* [DIRECTIONS]:
Copy the lines below word for word, leaving out the pictures.

─── TASK INPUT ───

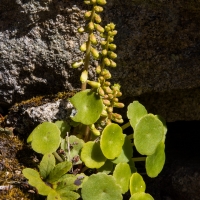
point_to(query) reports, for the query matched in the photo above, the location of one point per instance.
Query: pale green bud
(83, 47)
(95, 53)
(101, 2)
(77, 64)
(99, 28)
(91, 26)
(84, 76)
(112, 63)
(106, 61)
(81, 30)
(112, 47)
(98, 9)
(94, 84)
(112, 55)
(118, 105)
(93, 39)
(97, 18)
(104, 52)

───

* [EXPECTED OUTPUT]:
point_to(query) reports, for the query matched in the photo above, the location of one point per instance.
Query: pale green bud
(83, 47)
(95, 53)
(101, 2)
(77, 64)
(99, 28)
(91, 26)
(84, 76)
(112, 63)
(106, 61)
(81, 30)
(112, 47)
(98, 9)
(94, 84)
(112, 55)
(118, 105)
(93, 39)
(97, 18)
(104, 52)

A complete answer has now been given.